__Text passage__.
=== Begin Enclosure ===

Taggart Outfall Sewer Pipe was built in 1906 by hand with picks, axes, horses, and dynamite and now serves nearly 18,000 homes and 1,700 commercial properties in SE Portland. It is 114 years old and nearly at the end of its functional life. The design work on rehabilitation of this sewer tunnel started in 2014 with actual construction work starting in 2020.
Originally, the rehabilitation was designed with 15,000 metal tunnel liner plates that would need to be bolted together with about 200,000 bolts. With nearly 3,000 feet of tunnel to be rehabilitated, that would be very labor intensive project. In December 2019, James W. Fowler Co. (JWF) proposed a new rehabilitation method of slip-lining 108-inch fiberglass pipe, but the challenges were daunting:
There were 3 bends in the system. How can the pipe segments go through these bends?
How can the pipe segments be transported down the tunnel without damaging the old brick pipe and the fiberglass pipe?
There were areas as tight as 1-inch with existing Tunnel Liner Plate, is the clearance enough to clear the fiberglass pipe?
After carefully reviewing LIDAR data, JWF built a wood mock-up pipe made up of ten 34-inch wide sections which were lowered into the tunnel through a 36-inch manhole opening. Once inside the tunnel, the ten sections were assembled to be pulled approximately 1,800 feet through the three tunnel bends to test the theory the team designed. This provided the proof that the new fiberglass pipe could be installed with the tight tolerances.

=== End Enclosure ===

__Dataset content__.
=== Begin Enclosure ===

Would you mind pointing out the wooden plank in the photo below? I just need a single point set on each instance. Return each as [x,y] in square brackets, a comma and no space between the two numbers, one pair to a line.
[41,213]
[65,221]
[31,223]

=== End Enclosure ===

__Task item A__. According to the Taggart Outfall sewer passage, through what opening were the ten wood mock-up sections lowered into the tunnel?
__Task item B__. Write the next part of the passage on the Taggart Outfall sewer rehabilitation, picking up after its final sentence.

__Answer area A__. A 36-inch manhole opening.

__Answer area B__.
JWF was able to negotiate and lease an are for the 20’ x 24’ x 25’ entry shaft on private property along the tunnel alignment to lower fiberglass pipe into the tunnel. Then, JWF installed a track system and the fiberglass pipe was pushed down the tunnel by an electric locomotive. The clearance around the fiberglass pipe was anywhere from 3 inches down to 1 inch at the tightest spot. It was challenging, especially at the beginning.
Since the pipe couldn’t be jacked from the shaft due to the bends in the alignment, the JWF team used their ingenuity to visualize a process using two joint testers with a hydraulic system to pull the pipe together. Some joints took more than 15 tons of pressure to “home” them. Customized joint testers were cost Prohibitive, so the team fabricated “Homer” at a fraction of the cost to help align the pipes together and also can “home” them with ease.
The team faced several challenges related to conditions that jeopardized the safety of the team. Any time that the weather forecast called for .04 inches of rain in a 24 hour period, the project had to be shut down because the pipes could flood. At one point during construction, an unknown chemical dump occurred in the tunnel. The project was shutdown until the air quality allowed staff back into the pipe.
Ultimately, the project was completed successfully with accolades from the City for our team’s effort. Over 37,500 worker hours were required to rehabilitate this segment of the tunnel. Two 25 person crews worked 24 hours a day, six days a week, while overcoming the challenges on COVID-19, flooding rains, and wildfire smoke, over the course of this past summer and into early fall to culminate with final completion at the end of October.